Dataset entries
• • • •

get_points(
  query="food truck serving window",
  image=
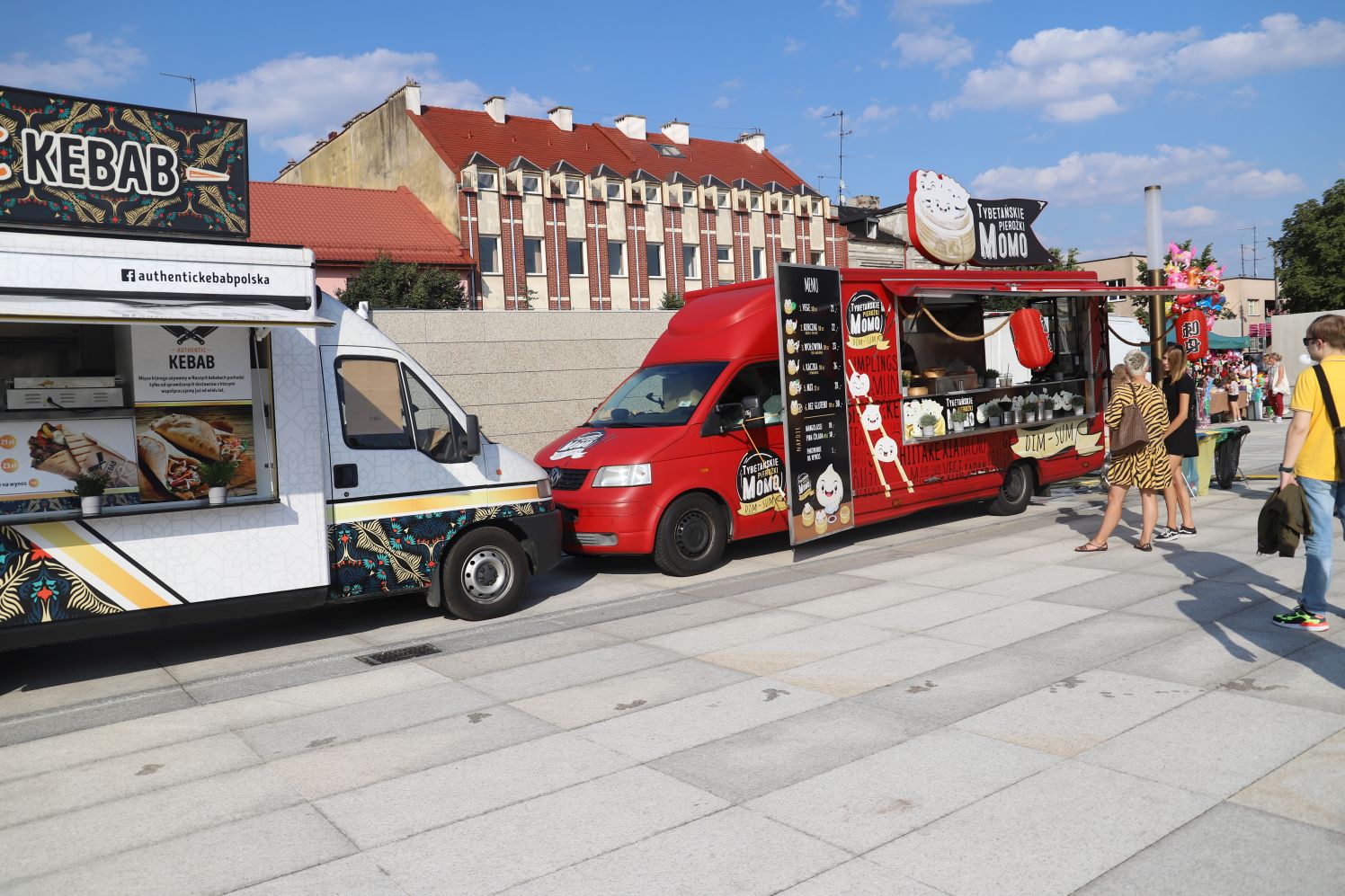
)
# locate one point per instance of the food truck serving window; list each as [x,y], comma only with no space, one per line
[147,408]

• • • •

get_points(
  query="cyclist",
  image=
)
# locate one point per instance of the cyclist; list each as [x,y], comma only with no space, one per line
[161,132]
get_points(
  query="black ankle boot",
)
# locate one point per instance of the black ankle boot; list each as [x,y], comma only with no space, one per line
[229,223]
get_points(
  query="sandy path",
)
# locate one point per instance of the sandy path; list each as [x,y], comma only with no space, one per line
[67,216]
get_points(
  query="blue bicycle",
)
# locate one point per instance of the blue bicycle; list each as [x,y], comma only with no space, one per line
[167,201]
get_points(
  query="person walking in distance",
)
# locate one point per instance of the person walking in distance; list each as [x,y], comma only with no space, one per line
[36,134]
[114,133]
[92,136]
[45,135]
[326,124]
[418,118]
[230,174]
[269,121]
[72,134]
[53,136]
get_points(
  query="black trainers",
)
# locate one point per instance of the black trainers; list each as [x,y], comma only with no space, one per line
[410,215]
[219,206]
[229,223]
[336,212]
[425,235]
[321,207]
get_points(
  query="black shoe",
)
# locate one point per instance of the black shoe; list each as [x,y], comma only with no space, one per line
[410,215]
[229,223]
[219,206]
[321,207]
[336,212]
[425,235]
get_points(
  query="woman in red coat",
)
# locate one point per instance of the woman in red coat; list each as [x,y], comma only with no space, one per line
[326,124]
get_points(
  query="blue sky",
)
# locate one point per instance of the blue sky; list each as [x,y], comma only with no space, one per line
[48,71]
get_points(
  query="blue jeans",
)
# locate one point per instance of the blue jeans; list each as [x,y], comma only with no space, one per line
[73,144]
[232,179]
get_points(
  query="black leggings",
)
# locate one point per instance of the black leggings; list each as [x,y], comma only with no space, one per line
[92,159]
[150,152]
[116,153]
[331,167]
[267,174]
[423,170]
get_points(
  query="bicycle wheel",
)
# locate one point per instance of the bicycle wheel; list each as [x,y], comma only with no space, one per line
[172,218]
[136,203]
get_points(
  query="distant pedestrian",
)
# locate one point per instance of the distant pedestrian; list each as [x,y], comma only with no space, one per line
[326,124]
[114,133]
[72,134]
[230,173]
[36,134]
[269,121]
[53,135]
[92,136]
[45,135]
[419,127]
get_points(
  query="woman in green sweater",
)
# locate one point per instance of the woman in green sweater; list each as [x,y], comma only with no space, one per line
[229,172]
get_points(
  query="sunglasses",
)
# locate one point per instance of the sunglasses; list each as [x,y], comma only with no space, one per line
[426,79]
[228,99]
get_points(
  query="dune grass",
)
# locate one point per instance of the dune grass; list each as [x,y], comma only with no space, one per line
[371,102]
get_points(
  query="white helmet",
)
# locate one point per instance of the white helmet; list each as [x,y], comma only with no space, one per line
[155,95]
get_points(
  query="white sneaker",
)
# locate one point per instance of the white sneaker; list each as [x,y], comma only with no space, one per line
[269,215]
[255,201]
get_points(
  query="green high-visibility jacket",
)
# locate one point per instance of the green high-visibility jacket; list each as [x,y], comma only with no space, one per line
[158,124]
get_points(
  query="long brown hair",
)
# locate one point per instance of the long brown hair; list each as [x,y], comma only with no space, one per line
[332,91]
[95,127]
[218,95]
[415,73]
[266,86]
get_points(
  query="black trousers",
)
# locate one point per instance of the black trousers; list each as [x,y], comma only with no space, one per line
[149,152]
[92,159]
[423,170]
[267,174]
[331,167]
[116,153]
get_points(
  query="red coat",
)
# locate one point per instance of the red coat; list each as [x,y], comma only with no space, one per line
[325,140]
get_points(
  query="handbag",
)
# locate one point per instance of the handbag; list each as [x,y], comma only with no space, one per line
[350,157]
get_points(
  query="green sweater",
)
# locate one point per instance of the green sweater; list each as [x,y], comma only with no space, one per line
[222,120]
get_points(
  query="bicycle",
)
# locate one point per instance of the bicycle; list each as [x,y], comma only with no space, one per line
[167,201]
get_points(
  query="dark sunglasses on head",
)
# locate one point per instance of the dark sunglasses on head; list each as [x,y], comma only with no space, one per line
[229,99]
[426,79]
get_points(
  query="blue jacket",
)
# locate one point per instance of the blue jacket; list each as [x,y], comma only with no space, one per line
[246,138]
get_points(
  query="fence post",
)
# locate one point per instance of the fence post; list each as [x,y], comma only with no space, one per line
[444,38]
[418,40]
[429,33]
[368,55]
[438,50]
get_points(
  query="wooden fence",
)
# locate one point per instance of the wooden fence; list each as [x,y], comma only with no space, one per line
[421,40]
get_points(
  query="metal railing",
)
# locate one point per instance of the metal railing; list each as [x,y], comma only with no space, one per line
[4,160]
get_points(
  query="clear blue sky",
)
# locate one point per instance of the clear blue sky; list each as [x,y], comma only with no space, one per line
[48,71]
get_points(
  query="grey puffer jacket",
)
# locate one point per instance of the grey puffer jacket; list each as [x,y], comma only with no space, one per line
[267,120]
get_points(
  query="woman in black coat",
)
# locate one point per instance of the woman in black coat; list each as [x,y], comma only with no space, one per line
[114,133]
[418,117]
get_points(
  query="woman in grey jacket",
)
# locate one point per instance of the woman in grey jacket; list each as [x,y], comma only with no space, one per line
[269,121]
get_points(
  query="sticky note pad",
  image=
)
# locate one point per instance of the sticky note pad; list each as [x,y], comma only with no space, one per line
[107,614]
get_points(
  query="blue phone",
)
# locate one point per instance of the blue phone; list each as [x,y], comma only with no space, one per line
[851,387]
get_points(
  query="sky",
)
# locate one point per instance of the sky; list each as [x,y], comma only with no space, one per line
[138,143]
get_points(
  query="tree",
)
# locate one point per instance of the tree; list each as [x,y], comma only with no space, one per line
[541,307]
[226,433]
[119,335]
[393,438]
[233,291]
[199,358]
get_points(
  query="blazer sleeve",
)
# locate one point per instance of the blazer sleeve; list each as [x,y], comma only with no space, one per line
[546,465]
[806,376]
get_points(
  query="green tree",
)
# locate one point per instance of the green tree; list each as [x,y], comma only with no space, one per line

• • • •

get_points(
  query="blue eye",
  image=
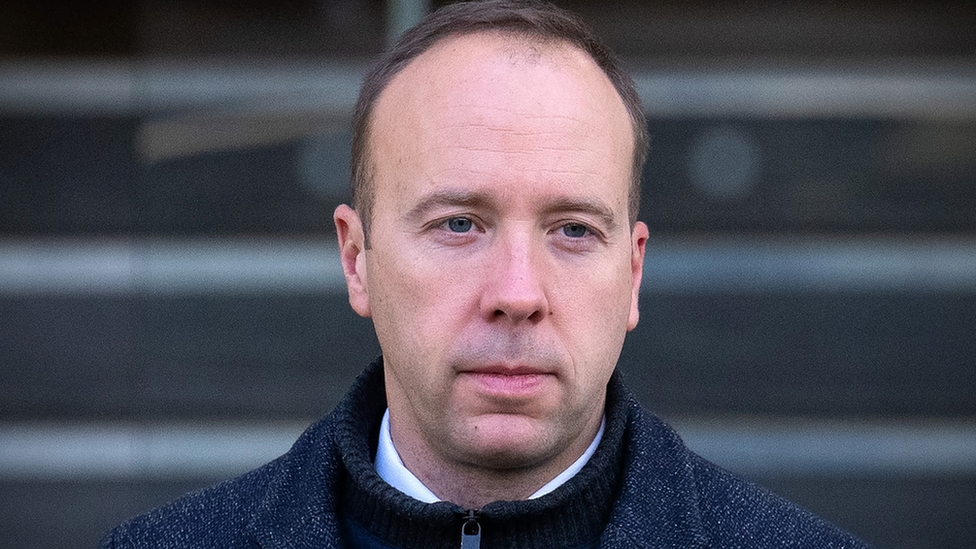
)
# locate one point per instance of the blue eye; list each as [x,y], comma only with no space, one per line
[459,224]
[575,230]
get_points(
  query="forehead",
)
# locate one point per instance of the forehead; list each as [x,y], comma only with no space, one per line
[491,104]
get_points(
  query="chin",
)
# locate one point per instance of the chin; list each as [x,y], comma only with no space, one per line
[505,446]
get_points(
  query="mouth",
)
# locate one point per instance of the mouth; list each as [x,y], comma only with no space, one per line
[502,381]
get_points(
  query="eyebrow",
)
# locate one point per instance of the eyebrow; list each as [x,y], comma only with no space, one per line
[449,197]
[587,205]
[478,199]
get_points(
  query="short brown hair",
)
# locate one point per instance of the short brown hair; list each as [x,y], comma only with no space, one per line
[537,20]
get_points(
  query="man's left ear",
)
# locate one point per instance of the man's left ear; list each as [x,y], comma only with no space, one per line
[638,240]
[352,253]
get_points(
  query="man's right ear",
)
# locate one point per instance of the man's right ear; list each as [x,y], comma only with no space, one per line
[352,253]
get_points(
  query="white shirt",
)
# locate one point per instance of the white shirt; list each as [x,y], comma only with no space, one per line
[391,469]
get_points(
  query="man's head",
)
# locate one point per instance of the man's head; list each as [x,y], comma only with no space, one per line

• • • •

→ TO DO:
What you return must be the lines above that run from the line with "# locate one point per instance of the sky;" to the line with "# locate one point per instance of the green tree;", inclusive, each copied exactly.

→ ANSWER AREA:
# locate one point per instance of the sky; list each as [x,y], comma only with no space, one per line
[138,143]
get_points(
  query="tree",
)
# locate one point per instance of the tree; list each as [x,y], comma only with no space, one per line
[541,307]
[226,433]
[119,335]
[393,438]
[233,291]
[199,358]
get_points(
  query="blazer sleeve",
)
# locate one point per instance of the blazer sleeve; list each as [x,y], comma only with no space, one per line
[546,465]
[806,376]
get_points(
  query="green tree",
)
# locate one point per instance of the green tree; list each as [x,y], comma only with no space, one per line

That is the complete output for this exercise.